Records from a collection
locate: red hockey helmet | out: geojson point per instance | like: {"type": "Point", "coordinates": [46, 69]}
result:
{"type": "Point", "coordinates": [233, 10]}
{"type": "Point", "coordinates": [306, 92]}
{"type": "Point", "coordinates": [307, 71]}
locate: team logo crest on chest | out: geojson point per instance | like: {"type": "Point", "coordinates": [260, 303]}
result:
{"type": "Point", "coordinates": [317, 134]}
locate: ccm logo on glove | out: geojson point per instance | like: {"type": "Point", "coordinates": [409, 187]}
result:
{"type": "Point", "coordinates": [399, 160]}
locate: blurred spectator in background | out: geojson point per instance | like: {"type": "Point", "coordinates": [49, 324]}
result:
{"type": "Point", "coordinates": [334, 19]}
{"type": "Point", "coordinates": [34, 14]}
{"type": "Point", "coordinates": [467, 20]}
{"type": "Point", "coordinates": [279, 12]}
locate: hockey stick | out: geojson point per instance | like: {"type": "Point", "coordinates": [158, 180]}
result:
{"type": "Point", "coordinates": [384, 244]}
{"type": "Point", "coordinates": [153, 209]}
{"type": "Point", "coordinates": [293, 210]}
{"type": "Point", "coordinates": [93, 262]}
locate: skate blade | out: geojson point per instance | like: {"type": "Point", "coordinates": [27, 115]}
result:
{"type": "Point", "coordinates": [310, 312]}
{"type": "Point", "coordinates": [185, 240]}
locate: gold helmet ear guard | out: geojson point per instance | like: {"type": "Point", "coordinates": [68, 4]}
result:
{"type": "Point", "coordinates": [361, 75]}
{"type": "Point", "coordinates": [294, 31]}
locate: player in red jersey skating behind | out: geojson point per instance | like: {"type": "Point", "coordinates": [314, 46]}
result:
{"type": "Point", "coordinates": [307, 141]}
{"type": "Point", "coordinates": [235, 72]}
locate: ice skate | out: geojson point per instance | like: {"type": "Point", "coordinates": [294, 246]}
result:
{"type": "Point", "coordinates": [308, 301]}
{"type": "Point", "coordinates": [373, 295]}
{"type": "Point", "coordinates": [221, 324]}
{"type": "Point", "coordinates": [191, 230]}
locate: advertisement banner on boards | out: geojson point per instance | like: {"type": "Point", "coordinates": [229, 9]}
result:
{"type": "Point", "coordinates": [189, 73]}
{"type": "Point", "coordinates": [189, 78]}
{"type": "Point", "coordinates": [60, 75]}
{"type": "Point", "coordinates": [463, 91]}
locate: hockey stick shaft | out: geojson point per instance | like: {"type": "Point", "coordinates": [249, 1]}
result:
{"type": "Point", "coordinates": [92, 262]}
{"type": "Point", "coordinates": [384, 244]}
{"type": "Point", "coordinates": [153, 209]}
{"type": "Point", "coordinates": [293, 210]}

• [WRITTEN PROBLEM]:
Please copy out all of the rows above line for line, with no changes.

• [ANSWER FOR THIS EXERCISE]:
locate: red hockey helmet | out: geojson point per instance | like: {"type": "Point", "coordinates": [46, 69]}
result:
{"type": "Point", "coordinates": [233, 10]}
{"type": "Point", "coordinates": [306, 92]}
{"type": "Point", "coordinates": [307, 71]}
locate: team logo crest on chest | out: geojson point per instance | like: {"type": "Point", "coordinates": [260, 303]}
result:
{"type": "Point", "coordinates": [317, 134]}
locate: ccm logo on glove | out: geojson point per instance | like: {"type": "Point", "coordinates": [409, 187]}
result:
{"type": "Point", "coordinates": [399, 160]}
locate: blurred spectator in background | out: geojson point per instance | like: {"type": "Point", "coordinates": [49, 324]}
result:
{"type": "Point", "coordinates": [334, 19]}
{"type": "Point", "coordinates": [34, 14]}
{"type": "Point", "coordinates": [467, 20]}
{"type": "Point", "coordinates": [279, 12]}
locate: hockey stick | out: geojson point per instance | like: {"type": "Point", "coordinates": [158, 180]}
result:
{"type": "Point", "coordinates": [384, 244]}
{"type": "Point", "coordinates": [153, 209]}
{"type": "Point", "coordinates": [293, 210]}
{"type": "Point", "coordinates": [93, 262]}
locate: skate blade | out: geojson point per instance | like: {"type": "Point", "coordinates": [27, 115]}
result:
{"type": "Point", "coordinates": [310, 312]}
{"type": "Point", "coordinates": [185, 240]}
locate: gold helmet ear guard | out: geojson point per instance | like: {"type": "Point", "coordinates": [68, 4]}
result:
{"type": "Point", "coordinates": [361, 75]}
{"type": "Point", "coordinates": [294, 31]}
locate: player in red jersey skating behind | out: geojson point per instance | like: {"type": "Point", "coordinates": [314, 46]}
result:
{"type": "Point", "coordinates": [307, 141]}
{"type": "Point", "coordinates": [235, 72]}
locate: ice skate | out: geojson point per instance | like: {"type": "Point", "coordinates": [294, 246]}
result:
{"type": "Point", "coordinates": [308, 301]}
{"type": "Point", "coordinates": [373, 295]}
{"type": "Point", "coordinates": [221, 324]}
{"type": "Point", "coordinates": [191, 230]}
locate: advertisement banner on boards | out: geojson point per instance | like: {"type": "Point", "coordinates": [229, 9]}
result:
{"type": "Point", "coordinates": [189, 73]}
{"type": "Point", "coordinates": [189, 78]}
{"type": "Point", "coordinates": [60, 75]}
{"type": "Point", "coordinates": [463, 91]}
locate: hockey stick shaft | out: geojson point per instance | like: {"type": "Point", "coordinates": [249, 1]}
result:
{"type": "Point", "coordinates": [92, 262]}
{"type": "Point", "coordinates": [384, 244]}
{"type": "Point", "coordinates": [153, 209]}
{"type": "Point", "coordinates": [293, 210]}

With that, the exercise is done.